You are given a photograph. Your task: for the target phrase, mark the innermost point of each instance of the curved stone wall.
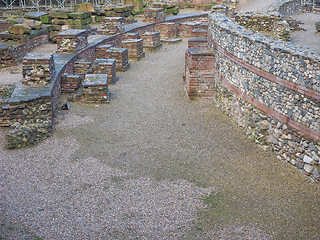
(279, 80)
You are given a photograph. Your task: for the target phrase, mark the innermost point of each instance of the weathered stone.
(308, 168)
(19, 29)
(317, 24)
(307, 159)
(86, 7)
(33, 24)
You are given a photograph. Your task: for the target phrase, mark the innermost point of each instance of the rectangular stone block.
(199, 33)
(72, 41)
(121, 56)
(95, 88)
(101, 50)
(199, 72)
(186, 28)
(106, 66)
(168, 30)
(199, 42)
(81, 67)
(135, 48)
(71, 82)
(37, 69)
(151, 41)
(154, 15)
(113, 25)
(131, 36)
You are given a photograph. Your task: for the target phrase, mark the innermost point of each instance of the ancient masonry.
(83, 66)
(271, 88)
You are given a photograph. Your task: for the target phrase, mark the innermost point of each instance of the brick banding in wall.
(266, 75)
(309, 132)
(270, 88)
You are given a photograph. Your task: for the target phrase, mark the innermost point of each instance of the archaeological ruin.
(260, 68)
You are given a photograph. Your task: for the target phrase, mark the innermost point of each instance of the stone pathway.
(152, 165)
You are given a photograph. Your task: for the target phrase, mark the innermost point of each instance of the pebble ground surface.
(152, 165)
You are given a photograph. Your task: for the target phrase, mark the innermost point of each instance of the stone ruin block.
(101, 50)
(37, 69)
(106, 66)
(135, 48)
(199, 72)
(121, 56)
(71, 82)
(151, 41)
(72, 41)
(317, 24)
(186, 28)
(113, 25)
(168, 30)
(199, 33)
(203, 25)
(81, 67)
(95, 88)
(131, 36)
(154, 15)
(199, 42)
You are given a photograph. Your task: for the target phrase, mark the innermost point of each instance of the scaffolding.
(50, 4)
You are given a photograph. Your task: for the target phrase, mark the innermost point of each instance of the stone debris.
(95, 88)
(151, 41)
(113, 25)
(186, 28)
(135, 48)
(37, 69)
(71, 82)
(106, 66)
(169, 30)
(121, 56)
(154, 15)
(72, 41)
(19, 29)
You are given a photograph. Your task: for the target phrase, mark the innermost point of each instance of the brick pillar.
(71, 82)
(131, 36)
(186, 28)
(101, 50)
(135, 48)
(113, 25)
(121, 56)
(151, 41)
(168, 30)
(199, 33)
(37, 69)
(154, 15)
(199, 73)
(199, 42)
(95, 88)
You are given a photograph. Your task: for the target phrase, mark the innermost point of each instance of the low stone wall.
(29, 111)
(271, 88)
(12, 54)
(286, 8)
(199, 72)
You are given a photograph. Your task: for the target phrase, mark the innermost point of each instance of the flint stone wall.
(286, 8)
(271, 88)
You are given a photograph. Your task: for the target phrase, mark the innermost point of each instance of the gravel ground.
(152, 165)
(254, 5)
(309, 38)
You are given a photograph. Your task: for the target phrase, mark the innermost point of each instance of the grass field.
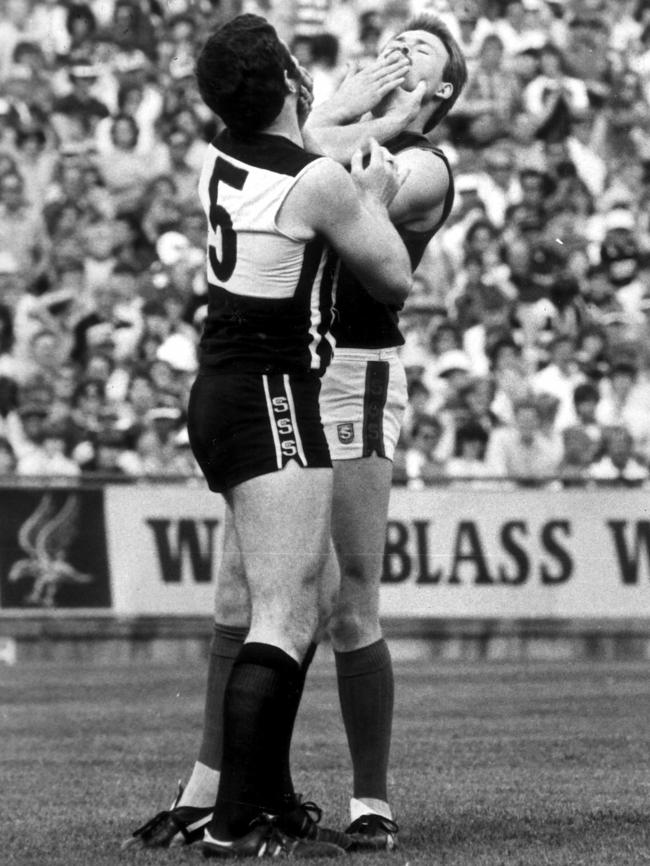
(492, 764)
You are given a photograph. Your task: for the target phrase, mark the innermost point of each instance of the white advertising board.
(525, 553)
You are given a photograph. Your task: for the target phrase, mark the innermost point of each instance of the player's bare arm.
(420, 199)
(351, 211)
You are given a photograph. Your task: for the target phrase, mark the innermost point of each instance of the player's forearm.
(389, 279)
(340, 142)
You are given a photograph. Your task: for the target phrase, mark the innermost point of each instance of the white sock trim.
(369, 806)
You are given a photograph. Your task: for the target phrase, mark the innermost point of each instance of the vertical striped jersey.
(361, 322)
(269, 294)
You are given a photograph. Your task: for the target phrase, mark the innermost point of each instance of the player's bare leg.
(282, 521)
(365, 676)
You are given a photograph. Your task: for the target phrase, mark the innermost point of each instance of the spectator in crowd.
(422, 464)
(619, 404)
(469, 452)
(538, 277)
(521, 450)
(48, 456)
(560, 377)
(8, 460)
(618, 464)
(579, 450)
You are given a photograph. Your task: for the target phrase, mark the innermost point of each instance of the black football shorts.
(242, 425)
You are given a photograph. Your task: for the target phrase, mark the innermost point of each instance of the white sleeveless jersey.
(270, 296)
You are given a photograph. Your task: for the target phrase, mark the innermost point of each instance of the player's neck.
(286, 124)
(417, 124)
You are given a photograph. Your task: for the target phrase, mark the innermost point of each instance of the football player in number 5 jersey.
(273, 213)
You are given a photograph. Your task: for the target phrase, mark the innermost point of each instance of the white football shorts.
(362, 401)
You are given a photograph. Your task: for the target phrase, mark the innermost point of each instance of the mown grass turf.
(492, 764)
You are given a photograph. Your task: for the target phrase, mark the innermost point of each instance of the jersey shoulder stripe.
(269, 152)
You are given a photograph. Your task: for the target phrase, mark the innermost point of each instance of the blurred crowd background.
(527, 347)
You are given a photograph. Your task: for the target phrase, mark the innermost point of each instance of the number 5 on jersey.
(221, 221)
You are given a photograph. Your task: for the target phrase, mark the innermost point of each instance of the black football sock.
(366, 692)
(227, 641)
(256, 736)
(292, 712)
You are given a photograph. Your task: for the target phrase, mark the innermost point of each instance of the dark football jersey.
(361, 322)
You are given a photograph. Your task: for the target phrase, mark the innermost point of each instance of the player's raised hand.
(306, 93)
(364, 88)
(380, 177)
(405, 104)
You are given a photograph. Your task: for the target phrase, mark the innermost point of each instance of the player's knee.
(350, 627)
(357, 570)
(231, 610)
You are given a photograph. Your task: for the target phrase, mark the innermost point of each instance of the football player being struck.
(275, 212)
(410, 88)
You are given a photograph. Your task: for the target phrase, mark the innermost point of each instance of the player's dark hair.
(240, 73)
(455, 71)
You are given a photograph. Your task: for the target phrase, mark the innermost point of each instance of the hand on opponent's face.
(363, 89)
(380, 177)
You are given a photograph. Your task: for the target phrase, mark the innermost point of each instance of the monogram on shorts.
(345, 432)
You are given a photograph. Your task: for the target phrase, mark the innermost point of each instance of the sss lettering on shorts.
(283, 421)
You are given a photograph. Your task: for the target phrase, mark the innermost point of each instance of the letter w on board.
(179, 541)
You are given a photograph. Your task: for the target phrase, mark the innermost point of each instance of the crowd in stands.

• • • • •

* WHAT YOU HAVE TO DO *
Please rewrite the listing above with every "innermost point" swapped for "central point", keeping everything else the same. Leave the pictures out of your answer.

* RESULT *
You are given a photograph. Your task: for the target phrase, mark the central point of each instance of the curved stone wall.
(279, 80)
You are given a photograph. Your task: for the target phrase, mark the central point of each instance of the weathered stone.
(308, 168)
(19, 29)
(317, 24)
(307, 159)
(86, 7)
(33, 24)
You are given a photograph. Your task: for the target phrase, mark the central point of each instance of the rectangular stone block.
(199, 33)
(72, 41)
(121, 56)
(95, 88)
(101, 50)
(199, 72)
(186, 28)
(106, 66)
(168, 30)
(199, 42)
(81, 67)
(135, 48)
(71, 82)
(37, 69)
(151, 41)
(154, 15)
(113, 25)
(131, 36)
You are given a photograph. Your task: for the target phrase, mark the central point of each instance of the ancient masonry.
(83, 66)
(271, 88)
You are given a photograph. Your task: for the target phrase, mark the central point of each instance of the brick banding in wall.
(266, 75)
(309, 132)
(270, 88)
You are given a photograph. Your task: for the target phrase, mark the central point of each instance of the archaeological ruin.
(260, 68)
You are given a photograph. Your task: for the target phrase, mark the central point of each instance of the stone pathway.
(152, 165)
You are given a photograph. Your task: for the target phrase, mark the central point of each instance of the pebble ground surface.
(152, 165)
You are given a photograph. Your task: for the target phrase, mark the central point of each instance of the stone ruin block.
(101, 50)
(37, 69)
(106, 66)
(135, 48)
(199, 72)
(121, 56)
(71, 82)
(151, 41)
(72, 41)
(317, 24)
(186, 28)
(113, 25)
(168, 30)
(199, 33)
(203, 25)
(81, 67)
(95, 88)
(131, 36)
(154, 15)
(199, 42)
You are given a photograph. Your task: for the target phrase, mark the central point of each instance of the scaffolding.
(50, 4)
You are given a photograph. Your task: for the target phrase, mark the central point of each instance of the stone debris.
(95, 88)
(151, 41)
(113, 25)
(186, 28)
(135, 48)
(37, 69)
(71, 82)
(106, 66)
(169, 30)
(121, 56)
(154, 15)
(72, 41)
(19, 29)
You are given a photograph. Your task: for the target phrase, mark the central point of each instance of the brick pillar.
(71, 82)
(131, 36)
(186, 28)
(101, 50)
(135, 48)
(113, 25)
(121, 56)
(151, 41)
(168, 30)
(199, 33)
(37, 69)
(154, 15)
(199, 73)
(199, 42)
(95, 88)
You are given a photograph. Your task: for the target phrase, mark the central point of each instance of the low stone wall.
(29, 111)
(271, 88)
(12, 54)
(286, 8)
(199, 72)
You are given a photograph. Your task: for the target phrase, mark the central point of each instance of the flint stone wall.
(286, 8)
(271, 88)
You are given a photograph. Your task: for the target phrase, mark the central point of each instance of the gravel ground.
(152, 165)
(254, 5)
(309, 38)
You are given a photograph. Your task: for the target phrase, mark the central point of each instance of the grass field.
(492, 764)
You are given a photograph. Your task: for the target phrase, mark the central point of each instance of the white advertising board.
(525, 553)
You are given a photograph. Your task: for the target phrase, mark the central point of each instance of the player's bare arm.
(420, 199)
(351, 211)
You are given a photograph. Your task: for the target phrase, mark the central point of each instance of the player's forearm.
(389, 279)
(340, 142)
You are given a photograph. Your task: for the target phrase, mark the central point of each instance of the white sock trim.
(369, 806)
You are given a photograph. Your task: for the target phrase, mark the central point of each instance of the vertical striped jersey.
(361, 322)
(269, 294)
You are given a photograph. Your task: for the target phrase, mark the central point of each instance of the player's bare leg.
(282, 521)
(365, 676)
You are given a photograph. Your task: for the target phrase, mark the central point of each instance of the spectator in crowd.
(422, 464)
(619, 404)
(469, 452)
(538, 277)
(521, 450)
(48, 456)
(560, 377)
(8, 460)
(618, 464)
(579, 450)
You are given a photograph. Your task: for the target phrase, mark the central point of each instance of the black football shorts.
(242, 425)
You are given a photograph. Your task: for the target phrase, mark the central point of each instance of the white sleeveless jersey.
(270, 296)
You are given a photograph. Your task: for the target phrase, mark the central point of each instance of the player's neck.
(286, 124)
(417, 124)
You are given a photograph. Your task: for the target phrase, mark the central point of each instance of the football player in number 5 jersey.
(273, 213)
You are given a photograph. Your task: for the target phrase, mark the central point of each instance of the white football shorts.
(362, 401)
You are given a photograph. Your task: for the target phrase, mark the central point of each instance of the mown grass turf.
(492, 764)
You are given a photograph. Your task: for the target phrase, mark the central point of each instance of the jersey shoulder stripe.
(269, 152)
You are given a photograph. Your task: for the target phrase, mark the central point of each instance of the blurred crowd background.
(527, 347)
You are given a photograph. Your task: for the target phrase, mark the central point of each instance of the number 5 on jersey.
(221, 221)
You are given a photograph. Your task: for the target phrase, mark the central point of each instance of the black football sock.
(366, 692)
(227, 641)
(256, 736)
(292, 712)
You are given a photograph. Your task: for the target phrase, mark the central point of each instance of the dark football jersey.
(361, 322)
You are given a photograph. Your task: for the target phrase, mark the central point of each instance of the player's raised hand.
(306, 93)
(364, 88)
(380, 177)
(405, 104)
You are given a photograph. Your task: for the target phrase, mark the central point of each instance of the player's knee.
(350, 627)
(357, 570)
(231, 610)
You are given a photograph. Your task: for the target phrase, mark the central point of each instance of the football player being struck.
(275, 212)
(410, 88)
You are given a photograph. Your task: for the target phrase, mark the central point of each instance of the player's dark hair.
(240, 73)
(455, 71)
You are given a photograph. Your task: for the target phrase, mark the central point of each instance of the hand on opponent's face.
(363, 89)
(380, 177)
You are given a photograph. Your task: for the target phrase, mark the central point of each instance of the monogram on shorts.
(345, 432)
You are given a photograph. Your task: for the target phrase, mark the central point of each instance of the sss lettering on shorts.
(283, 421)
You are given a photograph. Your task: for the target phrase, mark the central point of each instance of the letter w on board.
(179, 541)
You are given a photograph. Your task: for the target phrase, mark the central point of each instance of the crowd in stands.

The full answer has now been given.